Tasks to perform:
a) Reproduce word for word the part of the pramipexole trial text starting at "They showed that" and ending at "in-house to Alto.".
b) According to the pramipexole trial text, how many patients are in the phase II-B trial?
___ Supplied text ___
They showed that improved tolerability at least 2.5-fold for pramipexole, and were able to deliver pramipexole at a 5x faster rate than the label. It's a non-subtle difference here. When you do that in depression, they ran a 32-patient phase IIa randomized proof of concept trial. They saw a massive efficacy signal even larger than the PAX-D study. This is 8.2 points on a delta, Cohen's d of 1.1. You already see that separation begin quite impressively at two weeks. Perhaps even more strikingly, you see the CGI, which is a measure of global severity of illness, much less sensitive to drug placebo differences, nonetheless show these same effects. That got us really excited about this program and was a motivator for bringing it in-house to Alto.

Where we are now is we've now launched a phase II-B trial. This is a trial launched in Q2 this year, guided to second half next year, reading out. Very well powered. It's a trial of 178 patients, randomized one to one drug versus placebo, targeting 3.2 mg of pramipexole with a fixed dose of 15 mg of ondansetron, all split BID with a modified release formulation we developed that matches the kinetics, the PK of these two drugs that have two different half-lives, so we can better counter the nausea and vomiting that comes with pramipexole. All of these patients are on a stable antidepressant that they failed. This is added on top, so it's an adjunctive TRD program just like the PAX-D study.

Following closely, given those results, and very well powered 40%, 80% power at a Cohen's d of 0.45, which is much smaller than the historical effect sizes. We think puts us in a good spot here with the expectation that we then would be able to get in front of FDA, discuss with them a phase III program that we hope to launch by early 2027 to then fully develop this for the clinic. Within that clinic context, you can also see, very importantly, the precedents that drive enthusiasm here. It's not just the efficacy signal, it's this whole approach of solving a problem through a combination strategy, COBENFY in schizophrenia, Auvelity in depression, even SPRAVATO is a drug device combination.
___ Supplied information ___
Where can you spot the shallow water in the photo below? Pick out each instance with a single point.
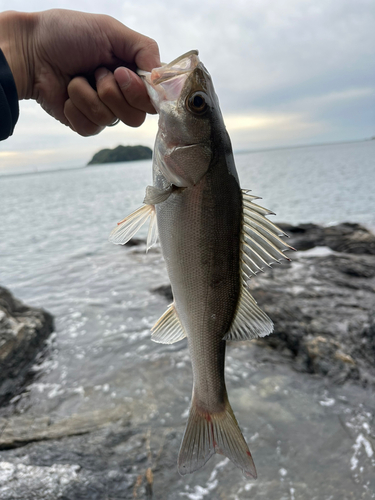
(54, 253)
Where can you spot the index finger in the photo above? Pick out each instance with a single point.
(133, 47)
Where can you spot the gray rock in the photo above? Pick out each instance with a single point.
(23, 331)
(347, 237)
(19, 430)
(322, 303)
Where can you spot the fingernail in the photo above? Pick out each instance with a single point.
(101, 73)
(122, 77)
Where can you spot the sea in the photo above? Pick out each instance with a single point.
(55, 254)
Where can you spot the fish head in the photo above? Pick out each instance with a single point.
(183, 94)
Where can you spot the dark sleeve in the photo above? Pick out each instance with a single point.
(8, 100)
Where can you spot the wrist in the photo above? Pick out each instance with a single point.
(16, 30)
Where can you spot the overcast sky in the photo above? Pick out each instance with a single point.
(286, 73)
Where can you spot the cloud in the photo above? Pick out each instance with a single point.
(286, 71)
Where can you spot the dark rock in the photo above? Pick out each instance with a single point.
(23, 330)
(135, 242)
(121, 153)
(166, 291)
(322, 305)
(346, 237)
(19, 430)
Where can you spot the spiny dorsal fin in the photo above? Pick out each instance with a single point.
(260, 246)
(168, 329)
(127, 228)
(249, 322)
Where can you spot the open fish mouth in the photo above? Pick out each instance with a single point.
(179, 66)
(166, 83)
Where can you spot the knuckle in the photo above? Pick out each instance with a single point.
(106, 91)
(151, 45)
(135, 120)
(99, 115)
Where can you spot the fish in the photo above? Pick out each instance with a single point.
(214, 239)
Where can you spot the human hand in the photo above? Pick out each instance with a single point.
(52, 55)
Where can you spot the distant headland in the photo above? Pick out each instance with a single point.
(121, 153)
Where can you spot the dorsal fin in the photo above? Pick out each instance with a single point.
(260, 246)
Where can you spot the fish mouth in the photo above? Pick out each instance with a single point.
(179, 66)
(166, 83)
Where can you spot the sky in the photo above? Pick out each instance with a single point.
(287, 73)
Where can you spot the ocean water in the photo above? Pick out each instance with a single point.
(54, 253)
(54, 249)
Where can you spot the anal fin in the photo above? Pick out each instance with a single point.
(168, 329)
(249, 322)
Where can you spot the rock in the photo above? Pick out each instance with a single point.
(322, 304)
(121, 153)
(23, 330)
(346, 237)
(165, 291)
(19, 430)
(134, 242)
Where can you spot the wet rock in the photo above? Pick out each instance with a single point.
(165, 291)
(346, 237)
(134, 242)
(322, 304)
(19, 430)
(23, 331)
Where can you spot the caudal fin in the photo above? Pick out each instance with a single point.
(209, 433)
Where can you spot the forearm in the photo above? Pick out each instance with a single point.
(16, 30)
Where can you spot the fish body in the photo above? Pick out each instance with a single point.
(213, 239)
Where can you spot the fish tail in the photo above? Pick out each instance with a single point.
(208, 433)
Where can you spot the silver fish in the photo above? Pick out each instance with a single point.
(214, 238)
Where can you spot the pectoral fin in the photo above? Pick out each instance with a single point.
(261, 244)
(168, 329)
(154, 195)
(249, 322)
(127, 228)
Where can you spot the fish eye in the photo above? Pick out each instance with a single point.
(197, 103)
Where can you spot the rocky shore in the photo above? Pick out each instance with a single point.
(23, 331)
(304, 396)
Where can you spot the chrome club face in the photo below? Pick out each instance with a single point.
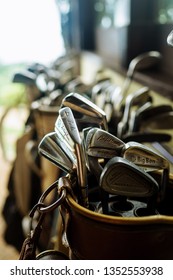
(102, 144)
(72, 129)
(84, 110)
(121, 177)
(49, 149)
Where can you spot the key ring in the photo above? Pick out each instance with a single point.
(62, 194)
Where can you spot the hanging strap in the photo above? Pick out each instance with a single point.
(28, 251)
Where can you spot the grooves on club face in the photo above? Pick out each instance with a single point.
(121, 177)
(100, 143)
(84, 110)
(148, 160)
(62, 143)
(50, 150)
(143, 156)
(71, 126)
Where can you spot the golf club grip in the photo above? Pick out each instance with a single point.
(147, 137)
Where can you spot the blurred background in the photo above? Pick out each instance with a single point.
(102, 32)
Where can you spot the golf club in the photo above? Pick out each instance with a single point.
(49, 149)
(84, 110)
(72, 129)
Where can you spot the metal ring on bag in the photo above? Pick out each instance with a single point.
(61, 198)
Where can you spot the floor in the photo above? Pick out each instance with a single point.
(11, 127)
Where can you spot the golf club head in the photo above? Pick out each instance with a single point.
(70, 124)
(170, 39)
(84, 110)
(136, 116)
(121, 177)
(143, 156)
(25, 77)
(49, 149)
(160, 121)
(102, 144)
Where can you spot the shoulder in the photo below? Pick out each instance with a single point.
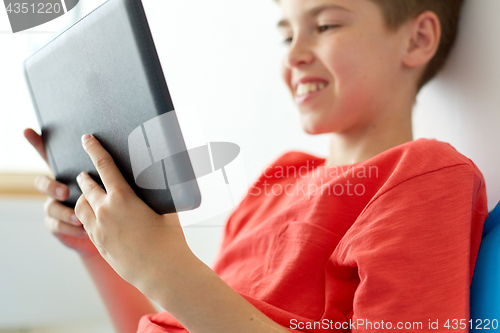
(425, 158)
(294, 158)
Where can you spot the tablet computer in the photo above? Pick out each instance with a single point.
(102, 76)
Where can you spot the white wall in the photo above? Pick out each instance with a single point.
(221, 60)
(462, 106)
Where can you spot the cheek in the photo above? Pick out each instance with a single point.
(286, 73)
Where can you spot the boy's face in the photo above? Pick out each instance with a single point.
(345, 51)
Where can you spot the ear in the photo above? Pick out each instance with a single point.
(424, 38)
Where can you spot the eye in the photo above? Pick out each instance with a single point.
(287, 41)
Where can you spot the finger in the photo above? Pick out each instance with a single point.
(51, 187)
(58, 211)
(36, 141)
(93, 193)
(110, 175)
(84, 212)
(60, 227)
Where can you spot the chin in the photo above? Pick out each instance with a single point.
(314, 125)
(314, 129)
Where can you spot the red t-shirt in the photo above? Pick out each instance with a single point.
(393, 239)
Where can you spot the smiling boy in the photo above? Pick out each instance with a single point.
(402, 250)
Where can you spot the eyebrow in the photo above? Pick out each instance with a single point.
(312, 12)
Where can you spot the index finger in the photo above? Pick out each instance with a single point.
(36, 141)
(110, 175)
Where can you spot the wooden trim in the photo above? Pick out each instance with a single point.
(20, 184)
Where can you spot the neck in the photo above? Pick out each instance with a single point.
(359, 145)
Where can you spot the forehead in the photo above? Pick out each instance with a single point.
(299, 9)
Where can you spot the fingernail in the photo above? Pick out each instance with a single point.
(74, 218)
(86, 137)
(60, 192)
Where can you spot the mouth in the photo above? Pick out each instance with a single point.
(308, 90)
(303, 89)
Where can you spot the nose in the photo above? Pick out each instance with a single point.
(299, 53)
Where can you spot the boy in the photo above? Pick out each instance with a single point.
(388, 239)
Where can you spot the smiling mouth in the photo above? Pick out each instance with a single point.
(309, 87)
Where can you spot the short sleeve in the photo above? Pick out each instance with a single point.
(415, 247)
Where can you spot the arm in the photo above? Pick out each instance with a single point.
(150, 251)
(125, 304)
(415, 247)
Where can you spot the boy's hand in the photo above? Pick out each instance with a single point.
(131, 237)
(60, 219)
___
Set of answers:
a)
They showed that improved tolerability at least 2.5-fold for pramipexole, and were able to deliver pramipexole at a 5x faster rate than the label. It's a non-subtle difference here. When you do that in depression, they ran a 32-patient phase IIa randomized proof of concept trial. They saw a massive efficacy signal even larger than the PAX-D study. This is 8.2 points on a delta, Cohen's d of 1.1. You already see that separation begin quite impressively at two weeks. Perhaps even more strikingly, you see the CGI, which is a measure of global severity of illness, much less sensitive to drug placebo differences, nonetheless show these same effects. That got us really excited about this program and was a motivator for bringing it in-house to Alto.

b) 178 patients.